3. Il governo Prodi si è accinto alla liquidazione dell’attacco giudiziario al CAF, che oramai ha raggiunto i suoi obiettivi, con ben diversa maestria. Di Pietro ha avuto un ministero fruttuoso di clientele e si è convinto che diventerà il prossimo capo del governo. Coiro, capo della Procura di Roma, è stato incastrato come si deve. Borelli, Vigna, Caselli verranno promossi e rimossi, se stanno al gioco; in caso contrario Napolitano provvederà a ridurre, togliere od opportunamente modificare le scorte per riportare il personale “ai compiti istituzionali” (e dio sa se ne occorre) e si mobiliteranno pentiti vecchi e nuovi perché dicano e rettifichino.

 

L’assalto del governo Berlusconi al sistema pensionistico, non concordato con la coalizione dei sindacati di regime, convinse definitivamente i membri della classe dominante già avversari di Berlusconi o suoi tiepidi sostenitori e anche qualcuno dei suoi sostenitori. Berlusconi, lungi dal saper tenere a bada le masse, era l’uomo capace di dare alle masse dei capi e dei centri di mobilitazione. Gli stessi sindacalisti “bersagli per bulloni” nelle piazze nel settembre ’92, nel novembre ’94 poterono infatti porsi alla testa di un’imponente mobilitazione delle masse che ebbe il suo punto più alto nella manifestazione del 12 novembre a Roma. Dalle manifestazioni del 25 aprile a quella del 12 novembre ’94 fu evidente che il governo Berlusconi creava condizioni che favorivano l’aggregazione, l’attivismo e la mobilitazione delle masse e la conflittualità nelle fabbriche e nel paese. Esso infatti creava una momentanea confluenza tra i vari strati delle masse malcontente e le organizzazioni sindacali e politiche del regime che per la storia del nostro paese hanno con le masse legami tradizionali e canali di centralizzazione e mobilitazione. Insomma univa le masse nell’opposizione al governo offrendo ad esse capi storici nella persona dei suoi avversari.

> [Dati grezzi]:
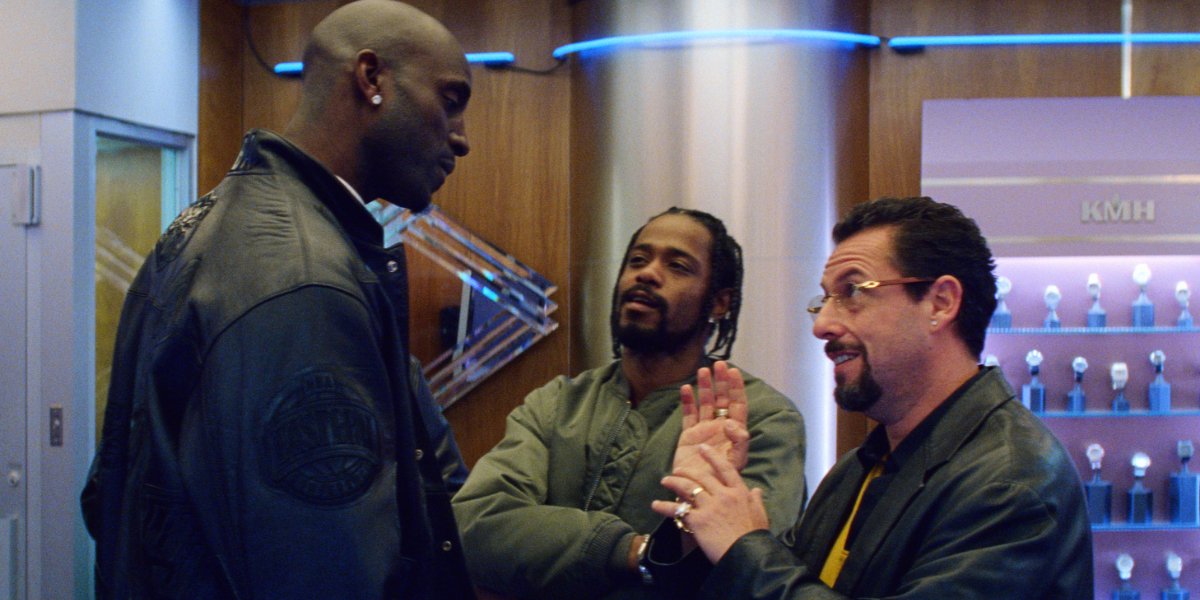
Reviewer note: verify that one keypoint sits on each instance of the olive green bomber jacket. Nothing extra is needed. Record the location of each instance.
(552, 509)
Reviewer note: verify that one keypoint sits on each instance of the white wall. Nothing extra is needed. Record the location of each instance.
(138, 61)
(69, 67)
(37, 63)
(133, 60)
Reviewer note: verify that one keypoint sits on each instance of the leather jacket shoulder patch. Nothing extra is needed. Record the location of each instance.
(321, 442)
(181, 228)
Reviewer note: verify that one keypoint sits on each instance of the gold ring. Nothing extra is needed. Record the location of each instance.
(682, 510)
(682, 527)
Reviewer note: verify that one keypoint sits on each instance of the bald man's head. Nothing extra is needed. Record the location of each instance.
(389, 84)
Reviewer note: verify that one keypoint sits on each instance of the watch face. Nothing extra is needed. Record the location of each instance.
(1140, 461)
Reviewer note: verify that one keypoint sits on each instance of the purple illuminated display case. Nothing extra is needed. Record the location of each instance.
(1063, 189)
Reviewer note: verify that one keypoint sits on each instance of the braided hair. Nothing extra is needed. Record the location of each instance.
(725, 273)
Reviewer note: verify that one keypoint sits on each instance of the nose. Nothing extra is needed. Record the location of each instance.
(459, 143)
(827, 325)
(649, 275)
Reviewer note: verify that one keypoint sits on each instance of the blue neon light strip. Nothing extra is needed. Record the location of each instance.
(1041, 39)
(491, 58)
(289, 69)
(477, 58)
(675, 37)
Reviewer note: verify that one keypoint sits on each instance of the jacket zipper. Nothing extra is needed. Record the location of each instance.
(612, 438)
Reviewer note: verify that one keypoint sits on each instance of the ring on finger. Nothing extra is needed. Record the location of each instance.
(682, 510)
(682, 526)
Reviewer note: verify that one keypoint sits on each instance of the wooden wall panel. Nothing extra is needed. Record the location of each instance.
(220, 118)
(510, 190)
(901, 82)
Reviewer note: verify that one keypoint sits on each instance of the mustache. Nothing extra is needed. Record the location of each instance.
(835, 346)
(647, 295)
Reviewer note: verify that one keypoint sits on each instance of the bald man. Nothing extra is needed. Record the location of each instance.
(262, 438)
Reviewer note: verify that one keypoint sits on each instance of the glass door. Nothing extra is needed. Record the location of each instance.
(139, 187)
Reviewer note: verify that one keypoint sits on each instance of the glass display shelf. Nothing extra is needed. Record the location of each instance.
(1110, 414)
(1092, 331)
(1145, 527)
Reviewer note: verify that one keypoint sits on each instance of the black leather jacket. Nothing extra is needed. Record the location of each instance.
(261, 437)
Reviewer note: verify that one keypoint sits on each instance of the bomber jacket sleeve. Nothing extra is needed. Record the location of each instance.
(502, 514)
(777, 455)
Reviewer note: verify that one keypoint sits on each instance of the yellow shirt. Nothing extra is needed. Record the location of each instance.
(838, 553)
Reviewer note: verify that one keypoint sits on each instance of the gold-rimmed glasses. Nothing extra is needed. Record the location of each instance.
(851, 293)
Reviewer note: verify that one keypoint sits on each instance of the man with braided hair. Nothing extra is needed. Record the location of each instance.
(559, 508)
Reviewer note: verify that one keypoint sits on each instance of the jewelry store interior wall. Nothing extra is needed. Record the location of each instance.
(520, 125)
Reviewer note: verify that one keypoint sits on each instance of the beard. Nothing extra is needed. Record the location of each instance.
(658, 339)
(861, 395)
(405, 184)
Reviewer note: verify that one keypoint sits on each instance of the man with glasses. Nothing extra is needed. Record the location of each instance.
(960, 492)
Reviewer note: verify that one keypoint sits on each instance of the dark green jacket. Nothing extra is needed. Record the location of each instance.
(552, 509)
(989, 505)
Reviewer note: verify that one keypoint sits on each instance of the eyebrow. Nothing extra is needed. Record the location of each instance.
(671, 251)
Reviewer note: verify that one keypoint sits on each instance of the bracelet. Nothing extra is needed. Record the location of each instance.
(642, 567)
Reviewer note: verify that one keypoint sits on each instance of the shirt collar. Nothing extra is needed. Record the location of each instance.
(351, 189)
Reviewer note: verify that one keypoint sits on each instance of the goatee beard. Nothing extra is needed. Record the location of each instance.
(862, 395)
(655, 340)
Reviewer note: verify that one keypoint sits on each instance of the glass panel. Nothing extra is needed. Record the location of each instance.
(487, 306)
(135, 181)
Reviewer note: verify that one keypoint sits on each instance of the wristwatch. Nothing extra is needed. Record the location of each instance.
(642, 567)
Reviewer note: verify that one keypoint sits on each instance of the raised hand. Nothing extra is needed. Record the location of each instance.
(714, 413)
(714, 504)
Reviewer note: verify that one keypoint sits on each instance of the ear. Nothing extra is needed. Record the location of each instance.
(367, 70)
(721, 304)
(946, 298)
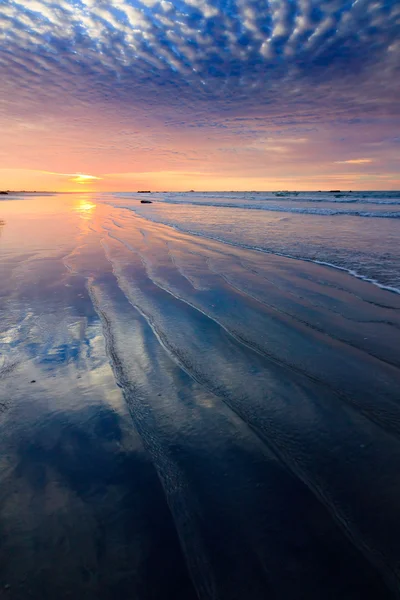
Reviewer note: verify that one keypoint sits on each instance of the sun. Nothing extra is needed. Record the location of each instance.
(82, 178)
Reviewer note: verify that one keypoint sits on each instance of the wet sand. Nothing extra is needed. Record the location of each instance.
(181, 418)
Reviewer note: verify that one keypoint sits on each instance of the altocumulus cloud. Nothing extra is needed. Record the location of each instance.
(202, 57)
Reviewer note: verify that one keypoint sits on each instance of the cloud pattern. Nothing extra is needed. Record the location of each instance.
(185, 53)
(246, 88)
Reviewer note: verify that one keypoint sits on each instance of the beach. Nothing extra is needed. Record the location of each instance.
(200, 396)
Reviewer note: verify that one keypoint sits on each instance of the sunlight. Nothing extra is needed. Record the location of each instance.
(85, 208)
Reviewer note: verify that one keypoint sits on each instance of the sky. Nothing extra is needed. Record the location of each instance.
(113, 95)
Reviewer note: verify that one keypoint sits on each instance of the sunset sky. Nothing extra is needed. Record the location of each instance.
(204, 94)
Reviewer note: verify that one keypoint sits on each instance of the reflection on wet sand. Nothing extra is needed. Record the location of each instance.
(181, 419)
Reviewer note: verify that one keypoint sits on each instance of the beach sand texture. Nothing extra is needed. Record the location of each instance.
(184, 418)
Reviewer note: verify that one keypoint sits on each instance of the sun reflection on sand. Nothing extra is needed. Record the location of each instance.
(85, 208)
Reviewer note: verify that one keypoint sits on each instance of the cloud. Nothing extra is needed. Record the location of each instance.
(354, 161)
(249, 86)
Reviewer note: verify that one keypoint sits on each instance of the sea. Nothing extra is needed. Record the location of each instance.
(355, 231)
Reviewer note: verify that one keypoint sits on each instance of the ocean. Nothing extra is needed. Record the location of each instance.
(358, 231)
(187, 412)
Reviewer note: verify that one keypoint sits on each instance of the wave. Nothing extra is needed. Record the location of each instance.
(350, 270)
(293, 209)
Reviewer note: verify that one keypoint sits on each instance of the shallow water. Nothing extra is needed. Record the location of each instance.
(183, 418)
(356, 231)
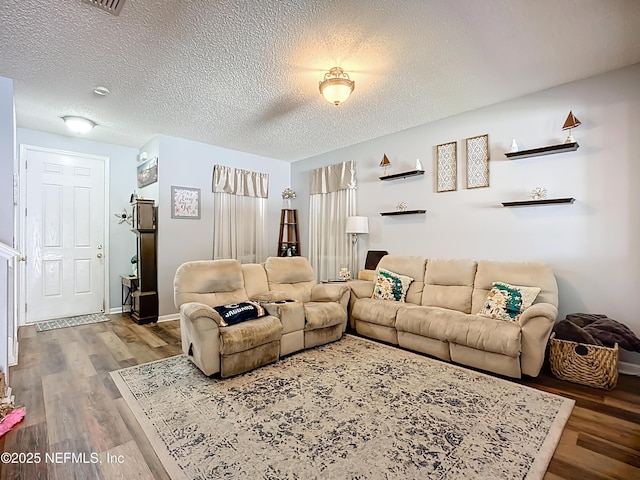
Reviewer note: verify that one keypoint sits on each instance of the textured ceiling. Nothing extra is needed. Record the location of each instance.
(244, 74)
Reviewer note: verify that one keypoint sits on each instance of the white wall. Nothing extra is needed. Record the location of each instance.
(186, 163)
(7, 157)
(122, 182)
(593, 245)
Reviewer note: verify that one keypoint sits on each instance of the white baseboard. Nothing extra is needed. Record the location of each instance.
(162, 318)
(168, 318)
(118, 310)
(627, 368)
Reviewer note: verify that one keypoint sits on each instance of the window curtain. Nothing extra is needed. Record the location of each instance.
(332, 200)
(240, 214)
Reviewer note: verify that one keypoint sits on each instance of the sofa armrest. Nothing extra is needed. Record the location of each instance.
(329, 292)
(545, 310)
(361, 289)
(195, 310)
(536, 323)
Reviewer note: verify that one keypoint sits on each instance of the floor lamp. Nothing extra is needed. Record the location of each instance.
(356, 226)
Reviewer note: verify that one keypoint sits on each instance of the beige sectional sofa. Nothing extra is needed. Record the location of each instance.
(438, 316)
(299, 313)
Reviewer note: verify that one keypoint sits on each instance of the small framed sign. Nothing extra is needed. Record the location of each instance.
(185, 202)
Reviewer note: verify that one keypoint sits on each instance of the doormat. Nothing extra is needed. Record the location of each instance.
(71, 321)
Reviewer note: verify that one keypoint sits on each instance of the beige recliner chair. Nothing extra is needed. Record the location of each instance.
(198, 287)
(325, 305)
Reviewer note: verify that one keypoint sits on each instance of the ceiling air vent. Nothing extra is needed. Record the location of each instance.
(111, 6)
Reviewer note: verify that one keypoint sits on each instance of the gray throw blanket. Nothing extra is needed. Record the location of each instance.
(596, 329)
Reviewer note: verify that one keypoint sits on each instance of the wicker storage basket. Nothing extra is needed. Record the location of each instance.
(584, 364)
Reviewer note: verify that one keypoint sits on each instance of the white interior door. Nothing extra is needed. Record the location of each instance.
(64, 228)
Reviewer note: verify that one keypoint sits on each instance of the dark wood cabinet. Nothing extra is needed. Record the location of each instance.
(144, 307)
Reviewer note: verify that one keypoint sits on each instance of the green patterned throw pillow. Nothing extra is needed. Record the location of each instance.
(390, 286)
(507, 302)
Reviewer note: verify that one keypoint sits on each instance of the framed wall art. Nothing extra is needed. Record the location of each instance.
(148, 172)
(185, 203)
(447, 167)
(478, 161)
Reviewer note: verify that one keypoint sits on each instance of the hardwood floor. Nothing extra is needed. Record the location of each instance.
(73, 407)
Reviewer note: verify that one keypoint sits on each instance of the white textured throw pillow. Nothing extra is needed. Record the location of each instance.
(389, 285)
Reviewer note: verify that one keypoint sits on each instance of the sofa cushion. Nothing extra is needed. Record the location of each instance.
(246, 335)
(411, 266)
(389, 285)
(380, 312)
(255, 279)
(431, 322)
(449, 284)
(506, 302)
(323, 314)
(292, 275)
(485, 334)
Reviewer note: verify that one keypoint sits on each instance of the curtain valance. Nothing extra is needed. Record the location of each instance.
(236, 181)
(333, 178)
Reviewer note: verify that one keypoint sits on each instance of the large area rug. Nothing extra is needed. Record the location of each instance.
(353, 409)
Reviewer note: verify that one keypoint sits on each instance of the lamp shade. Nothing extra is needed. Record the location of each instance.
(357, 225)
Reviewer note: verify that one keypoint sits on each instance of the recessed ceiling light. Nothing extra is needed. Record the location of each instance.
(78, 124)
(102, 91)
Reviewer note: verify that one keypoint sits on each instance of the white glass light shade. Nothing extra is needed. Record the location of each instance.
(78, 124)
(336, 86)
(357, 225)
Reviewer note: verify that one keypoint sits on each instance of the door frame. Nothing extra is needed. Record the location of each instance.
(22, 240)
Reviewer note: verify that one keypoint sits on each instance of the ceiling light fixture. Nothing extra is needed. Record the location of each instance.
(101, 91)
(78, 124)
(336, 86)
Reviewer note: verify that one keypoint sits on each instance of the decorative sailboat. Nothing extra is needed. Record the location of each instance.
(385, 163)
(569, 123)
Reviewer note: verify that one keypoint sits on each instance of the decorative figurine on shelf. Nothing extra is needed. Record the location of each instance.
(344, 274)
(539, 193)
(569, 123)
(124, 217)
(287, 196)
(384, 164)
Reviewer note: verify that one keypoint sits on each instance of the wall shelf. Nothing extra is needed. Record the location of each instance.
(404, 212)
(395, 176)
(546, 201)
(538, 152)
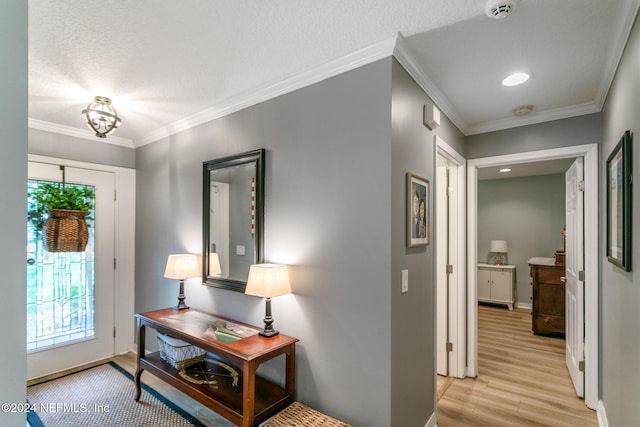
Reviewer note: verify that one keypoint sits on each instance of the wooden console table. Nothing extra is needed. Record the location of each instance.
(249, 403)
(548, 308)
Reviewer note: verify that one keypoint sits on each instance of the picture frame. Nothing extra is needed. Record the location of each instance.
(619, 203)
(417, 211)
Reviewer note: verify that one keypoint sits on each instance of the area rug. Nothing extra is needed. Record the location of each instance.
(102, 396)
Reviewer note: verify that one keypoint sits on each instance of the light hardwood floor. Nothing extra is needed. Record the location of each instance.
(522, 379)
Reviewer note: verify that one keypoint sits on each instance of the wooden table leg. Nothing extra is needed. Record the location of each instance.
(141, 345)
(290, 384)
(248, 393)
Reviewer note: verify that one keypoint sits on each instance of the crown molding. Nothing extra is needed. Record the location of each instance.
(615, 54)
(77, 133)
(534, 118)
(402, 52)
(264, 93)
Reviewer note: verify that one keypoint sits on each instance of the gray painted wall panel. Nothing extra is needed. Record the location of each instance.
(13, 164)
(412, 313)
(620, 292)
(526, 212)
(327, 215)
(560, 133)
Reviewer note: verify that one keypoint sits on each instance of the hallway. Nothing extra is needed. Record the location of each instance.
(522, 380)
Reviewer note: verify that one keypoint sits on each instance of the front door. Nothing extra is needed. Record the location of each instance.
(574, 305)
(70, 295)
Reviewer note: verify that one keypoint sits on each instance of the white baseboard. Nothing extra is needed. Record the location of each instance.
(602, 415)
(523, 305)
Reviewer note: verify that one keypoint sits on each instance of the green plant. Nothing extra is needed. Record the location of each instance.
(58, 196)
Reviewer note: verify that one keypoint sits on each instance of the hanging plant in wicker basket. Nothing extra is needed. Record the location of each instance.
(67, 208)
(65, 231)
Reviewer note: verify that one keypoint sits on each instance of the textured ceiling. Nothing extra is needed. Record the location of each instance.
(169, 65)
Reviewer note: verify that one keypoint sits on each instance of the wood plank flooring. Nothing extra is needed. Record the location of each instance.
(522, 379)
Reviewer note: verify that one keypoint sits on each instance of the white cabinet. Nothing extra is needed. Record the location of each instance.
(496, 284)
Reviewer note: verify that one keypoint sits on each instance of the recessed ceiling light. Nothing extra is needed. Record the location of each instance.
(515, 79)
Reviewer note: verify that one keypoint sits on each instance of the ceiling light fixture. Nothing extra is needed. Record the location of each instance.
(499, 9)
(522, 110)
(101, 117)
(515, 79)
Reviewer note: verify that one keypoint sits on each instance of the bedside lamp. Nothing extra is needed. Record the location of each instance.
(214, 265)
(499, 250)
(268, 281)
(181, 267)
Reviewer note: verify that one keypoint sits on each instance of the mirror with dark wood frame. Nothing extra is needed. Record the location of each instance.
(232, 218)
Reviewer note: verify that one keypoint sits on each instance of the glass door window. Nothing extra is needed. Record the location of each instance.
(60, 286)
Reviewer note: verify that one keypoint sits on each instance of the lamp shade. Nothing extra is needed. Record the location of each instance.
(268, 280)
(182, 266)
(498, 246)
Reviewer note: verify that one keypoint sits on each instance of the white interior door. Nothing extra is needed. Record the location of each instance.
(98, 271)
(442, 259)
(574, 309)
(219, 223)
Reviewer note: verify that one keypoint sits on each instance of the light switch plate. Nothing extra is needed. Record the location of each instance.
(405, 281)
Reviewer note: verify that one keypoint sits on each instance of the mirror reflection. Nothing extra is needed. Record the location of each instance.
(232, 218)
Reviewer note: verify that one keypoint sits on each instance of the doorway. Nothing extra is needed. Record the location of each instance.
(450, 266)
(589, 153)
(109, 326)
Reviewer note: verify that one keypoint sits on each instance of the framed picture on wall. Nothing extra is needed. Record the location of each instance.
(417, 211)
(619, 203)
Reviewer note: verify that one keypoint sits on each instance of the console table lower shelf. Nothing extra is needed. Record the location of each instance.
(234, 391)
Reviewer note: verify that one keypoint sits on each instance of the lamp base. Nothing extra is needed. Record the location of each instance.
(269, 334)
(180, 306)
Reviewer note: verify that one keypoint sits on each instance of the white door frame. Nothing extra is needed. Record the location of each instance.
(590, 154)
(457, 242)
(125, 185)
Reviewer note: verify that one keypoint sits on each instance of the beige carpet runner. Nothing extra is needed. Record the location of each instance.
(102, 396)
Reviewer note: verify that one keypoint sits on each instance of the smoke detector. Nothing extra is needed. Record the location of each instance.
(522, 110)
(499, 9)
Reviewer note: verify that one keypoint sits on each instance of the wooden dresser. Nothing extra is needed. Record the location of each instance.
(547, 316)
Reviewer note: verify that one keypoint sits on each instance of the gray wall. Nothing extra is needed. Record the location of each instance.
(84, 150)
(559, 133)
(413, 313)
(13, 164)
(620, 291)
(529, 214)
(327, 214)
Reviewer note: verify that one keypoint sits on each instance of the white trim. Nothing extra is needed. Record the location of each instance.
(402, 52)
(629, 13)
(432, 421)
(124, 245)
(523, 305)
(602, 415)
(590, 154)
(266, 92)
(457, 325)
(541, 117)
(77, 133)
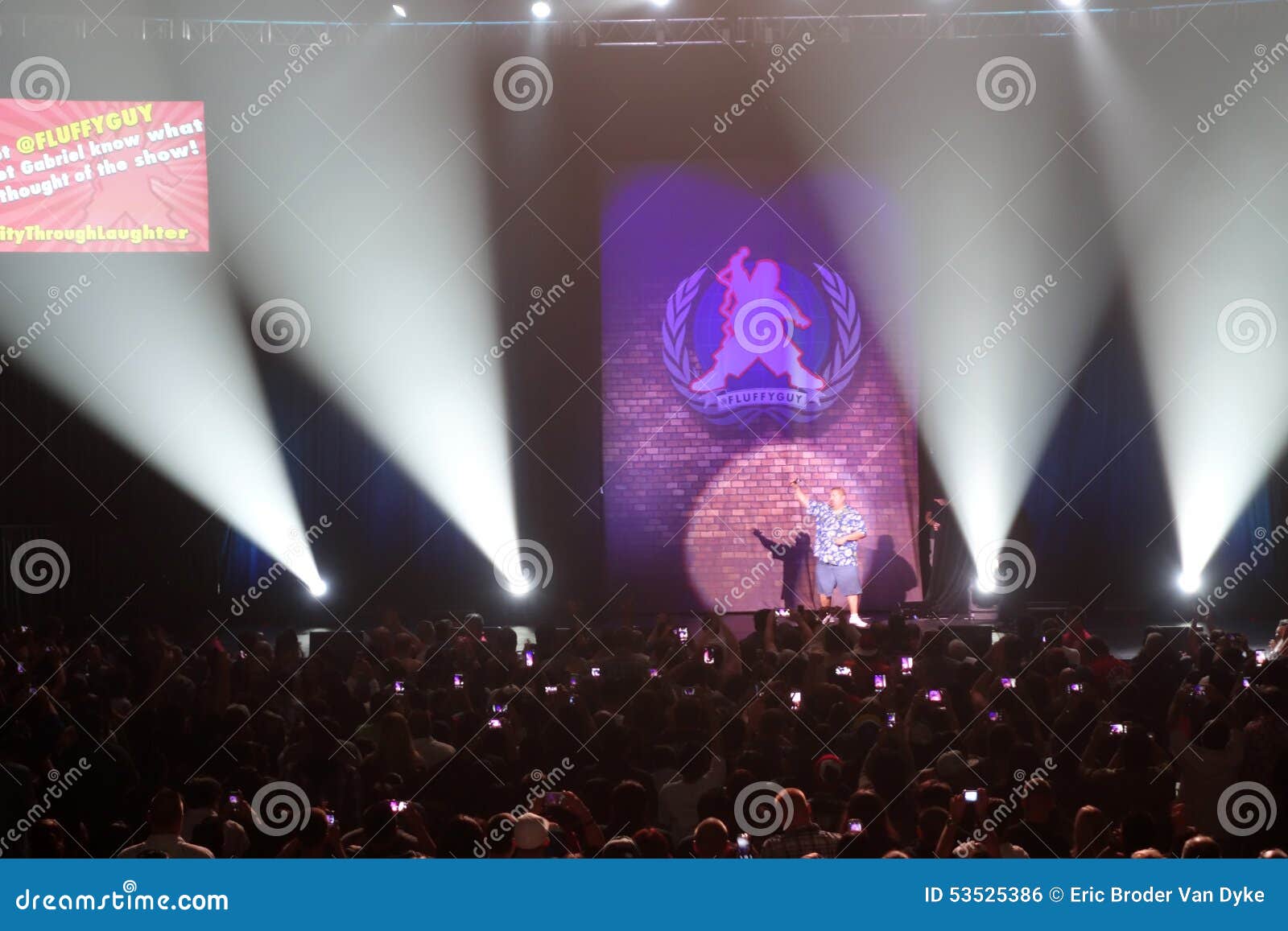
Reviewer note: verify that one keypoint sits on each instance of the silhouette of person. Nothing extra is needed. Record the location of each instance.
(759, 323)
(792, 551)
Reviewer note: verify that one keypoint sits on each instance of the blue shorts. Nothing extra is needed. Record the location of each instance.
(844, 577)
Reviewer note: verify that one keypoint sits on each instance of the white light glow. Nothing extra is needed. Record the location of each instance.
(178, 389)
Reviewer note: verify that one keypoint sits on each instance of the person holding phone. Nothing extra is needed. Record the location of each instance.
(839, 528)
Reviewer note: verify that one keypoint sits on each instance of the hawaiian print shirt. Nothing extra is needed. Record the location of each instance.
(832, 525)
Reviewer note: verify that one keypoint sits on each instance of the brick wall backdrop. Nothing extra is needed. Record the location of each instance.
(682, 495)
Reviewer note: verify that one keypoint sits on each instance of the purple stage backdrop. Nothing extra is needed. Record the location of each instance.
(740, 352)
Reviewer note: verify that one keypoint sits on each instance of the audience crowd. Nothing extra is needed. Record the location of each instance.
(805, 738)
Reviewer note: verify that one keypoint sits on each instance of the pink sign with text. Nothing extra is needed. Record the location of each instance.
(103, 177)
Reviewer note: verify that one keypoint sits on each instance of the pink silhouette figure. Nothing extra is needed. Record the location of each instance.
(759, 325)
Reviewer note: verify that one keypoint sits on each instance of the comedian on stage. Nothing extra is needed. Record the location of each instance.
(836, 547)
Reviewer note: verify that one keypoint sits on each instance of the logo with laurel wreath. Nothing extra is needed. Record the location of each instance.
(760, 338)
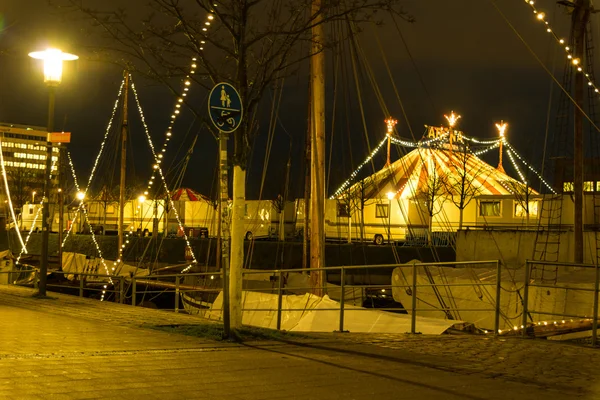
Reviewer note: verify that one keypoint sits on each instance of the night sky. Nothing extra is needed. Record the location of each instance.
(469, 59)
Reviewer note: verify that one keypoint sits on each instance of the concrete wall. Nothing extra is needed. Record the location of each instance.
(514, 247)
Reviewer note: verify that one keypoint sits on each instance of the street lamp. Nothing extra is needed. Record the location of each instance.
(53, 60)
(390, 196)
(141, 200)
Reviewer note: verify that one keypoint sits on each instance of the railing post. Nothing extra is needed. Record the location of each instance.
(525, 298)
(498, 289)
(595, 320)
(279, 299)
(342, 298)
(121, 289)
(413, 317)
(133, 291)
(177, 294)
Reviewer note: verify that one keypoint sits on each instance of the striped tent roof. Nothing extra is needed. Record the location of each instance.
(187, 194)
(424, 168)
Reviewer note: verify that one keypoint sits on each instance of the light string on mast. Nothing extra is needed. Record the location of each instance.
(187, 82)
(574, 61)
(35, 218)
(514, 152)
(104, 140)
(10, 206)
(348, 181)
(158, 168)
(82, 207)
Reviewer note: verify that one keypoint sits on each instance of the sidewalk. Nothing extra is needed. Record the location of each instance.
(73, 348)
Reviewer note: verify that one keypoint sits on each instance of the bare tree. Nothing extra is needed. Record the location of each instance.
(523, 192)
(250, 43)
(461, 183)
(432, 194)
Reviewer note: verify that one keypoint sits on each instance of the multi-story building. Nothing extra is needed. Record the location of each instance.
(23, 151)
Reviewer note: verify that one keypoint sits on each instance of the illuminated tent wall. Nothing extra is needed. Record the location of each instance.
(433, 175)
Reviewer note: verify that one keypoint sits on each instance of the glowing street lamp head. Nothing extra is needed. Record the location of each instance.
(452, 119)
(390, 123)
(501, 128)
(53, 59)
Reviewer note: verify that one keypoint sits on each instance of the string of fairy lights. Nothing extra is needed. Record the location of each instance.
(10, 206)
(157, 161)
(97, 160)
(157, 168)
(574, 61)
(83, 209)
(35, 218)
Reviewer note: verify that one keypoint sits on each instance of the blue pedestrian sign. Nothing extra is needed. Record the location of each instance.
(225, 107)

> [Compiti richiesti]:
A – Disponi in una lista numerata le righe dell'elenco comprese tra quella che contiene "the blue pedestrian" e la fine dell'elenco, entrambe incluse, tralasciando le righe vuote.
B – Prosegui il brano sul governo Berlusconi e sulla mobilitazione delle masse a partire dalla sua ultima frase.

> [Risultati finali]:
A –
1. Reviewer note: verify that one keypoint sits on each instance of the blue pedestrian sign. Nothing extra is needed. Record the location of each instance.
2. (225, 107)

B –
Il vecchio Agnelli e la sua corte ebbero buon gioco a far valere la loro tesi: “Per fare una politica di destra ci vuole un governo di sinistra”. È vero che nel corso del ’94 i candidati a questo governo di sinistra si sbracciarono più per far conoscere agli italiani “la sfiducia dei mercati”, cioè dei finanzieri nazionali e internazionali, nel governo Berlusconi che per unire, rafforzare e mobilitare la sfiducia delle masse nello stesso governo. Ma è un fatto che la sfiducia delle masse popolari nel governo Berlusconi era scontata e al momento (data l’assenza di un vero partito comunista e data la storia del nostro paese) non poteva trovare altra rappresentanza politica che nei partiti borghesi della sinistra. Bossi si prestò volentieri all’operazione di eliminare Berlusconi: la stabilità del governo non conveniva neanche a lui.

Il governo Dini venne insediato il 17 gennaio ’95. Il capo del nuovo governo era un uomo di fiducia degli ambienti finanziari internazionali e nazionali, benché i finanzieri italiani avessero preferito Fazio a lui nel ’93, quando Ciampi venne trasformato da governatore della Banca d’Italia in capo del governo. Berlusconi lo aveva tolto dal posto di secondo alla Banca d’Italia dove era rimasto e lo aveva fatto suo Ministro del Tesoro, contando cosi di rafforzare le proprie alleanze nel mondo della finanza.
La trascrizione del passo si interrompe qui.